--- Page excerpt ---
*-*-*
# Why is CC buttercomb so expensive?



## miko (May 28, 2008)

What's the difference between CC buttercomb and other combs at petstores? From the pictures online, they look the same. Just a regular comb right? Can anyone give a comparison between the CC buttercomb and regular stainless steel combs such as the ones found on groomerschoice at http://www.groomerschoice.com/tools_combs_stainless.html?

Miko just turned 1 years old, and he's been matting like crazy. We already had to shave him once when he was 8 months old and looks like we may have to do it again this weekend. We brush him with a pin brush every night. We tried dematting combs but they really hurt him. He cries and whines and runs away.


----------



## EstrellaVila (Nov 30, 2007)

I am sorry but it sounds like Miko is blowing coat. I have a CC buttercomb and I love it for mats I have not purchased other brands however... I have briefly used a greyhound comb and that was pretty nice too, but those are also pricey. They are just expensive and all grooming stuff seems to be! I don't know why..


----------



## Havtahava (Aug 20, 2006)

The difference is the way it goes through the coat and doesn't snag the hair. I can't tell you exactly why it is different, but it is.

Also, I've had the teeth bend in some of my other combs when working on a stubborn mat. The CC buttercomb hasn't done that yet.


----------



## ama0722 (Nov 28, 2006)
*-*-*
(Dataset excerpt)
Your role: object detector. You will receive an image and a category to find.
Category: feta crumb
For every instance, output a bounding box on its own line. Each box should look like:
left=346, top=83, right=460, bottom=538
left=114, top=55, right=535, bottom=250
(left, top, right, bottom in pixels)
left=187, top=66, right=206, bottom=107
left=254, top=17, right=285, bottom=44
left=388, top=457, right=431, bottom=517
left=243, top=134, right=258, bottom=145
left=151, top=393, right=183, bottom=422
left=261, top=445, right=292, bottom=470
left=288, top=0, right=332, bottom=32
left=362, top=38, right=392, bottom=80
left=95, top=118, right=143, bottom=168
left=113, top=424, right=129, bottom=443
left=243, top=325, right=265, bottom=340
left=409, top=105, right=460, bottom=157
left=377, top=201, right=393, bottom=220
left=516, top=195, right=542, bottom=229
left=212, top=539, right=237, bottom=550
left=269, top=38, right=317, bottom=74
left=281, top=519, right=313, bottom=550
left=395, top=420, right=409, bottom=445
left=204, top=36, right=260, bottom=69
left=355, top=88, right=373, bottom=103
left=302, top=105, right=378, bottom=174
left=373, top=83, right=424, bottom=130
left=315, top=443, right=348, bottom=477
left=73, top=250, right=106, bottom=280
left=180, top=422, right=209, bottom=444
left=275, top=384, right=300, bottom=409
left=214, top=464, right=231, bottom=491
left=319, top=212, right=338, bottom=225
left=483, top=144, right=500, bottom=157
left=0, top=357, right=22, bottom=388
*-*-*
--- Jobs ---
1. Put every line of the dataset records into a numbered list, skipping blank lines.
2. Write what comes next in the forum thread about the CC buttercomb, picking up from its final line.
The records have no connection to the text.

--- Per-task answers ---
1.
1. Your role: object detector. You will receive an image and a category to find.
2. Category: feta crumb
3. For every instance, output a bounding box on its own line. Each box should look like:
4. left=346, top=83, right=460, bottom=538
5. left=114, top=55, right=535, bottom=250
6. (left, top, right, bottom in pixels)
7. left=187, top=66, right=206, bottom=107
8. left=254, top=17, right=285, bottom=44
9. left=388, top=457, right=431, bottom=517
10. left=243, top=134, right=258, bottom=145
11. left=151, top=393, right=183, bottom=422
12. left=261, top=445, right=292, bottom=470
13. left=288, top=0, right=332, bottom=32
14. left=362, top=38, right=392, bottom=80
15. left=95, top=118, right=143, bottom=168
16. left=113, top=424, right=129, bottom=443
17. left=243, top=325, right=265, bottom=340
18. left=409, top=105, right=460, bottom=157
19. left=377, top=201, right=393, bottom=220
20. left=516, top=195, right=542, bottom=229
21. left=212, top=539, right=237, bottom=550
22. left=269, top=38, right=317, bottom=74
23. left=281, top=519, right=313, bottom=550
24. left=395, top=420, right=409, bottom=445
25. left=204, top=36, right=260, bottom=69
26. left=355, top=88, right=373, bottom=103
27. left=302, top=105, right=378, bottom=174
28. left=373, top=83, right=424, bottom=130
29. left=315, top=443, right=348, bottom=477
30. left=73, top=250, right=106, bottom=280
31. left=180, top=422, right=209, bottom=444
32. left=275, top=384, right=300, bottom=409
33. left=214, top=464, right=231, bottom=491
34. left=319, top=212, right=338, bottom=225
35. left=483, top=144, right=500, bottom=157
36. left=0, top=357, right=22, bottom=388

2.
Leslie asked this question to the CC people this weekend. It is all about how the pins are set into the comb. It is very labor intensive. Leslie- I kind of was zoning out after the description on why all of their products were great- do you remember why?


----------



## Havtahava (Aug 20, 2006)

Amanda, that sounds like the Greyhound comb. They set each tooth into the spine individually. Many other combs are one solid piece.


----------



## ama0722 (Nov 28, 2006)

Kimberly- I thought the same thing, he was trying to steal their reasoning but he showed us two different combs and how the spine is and the pins are. Leslie- was I asleep at this point? I was trying to not buy anything else!!!


----------



## maryam187 (Jul 18, 2007)

LOL, I could have bet my DH posted this thread! He keeps asking me that question every single time I mention needing the buttercomb soon.


----------



## mintchip (Apr 19, 2007)

Havtahava said:


> The difference is the way it goes through the coat and doesn't snag the hair. I can't tell you exactly why it is different, but it is.
> 
> Also, I've had the teeth bend in some of my other combs when working on a stubborn mat. The CC buttercomb hasn't done that yet.


:whoo: it works :whoo:


----------



## ama0722 (Nov 28, 2006)

The conversation with spouse is not a good one <BG> Yesterday, DH stayed home with the kids and a big box came for me (which I ordered while he was gone hoping it would arrive when he was gone!) They also left the packing slip in it- I need to mark gift from now on! The exact quote "you paid how much for a tv tray???" My ringside table is so cute though 

Amanda


----------



## miko (May 28, 2008)

So you guys think it is worth the huge markup? The teeth better be made of platinum or something =P.


----------



## Me&2Girls (May 11, 2007)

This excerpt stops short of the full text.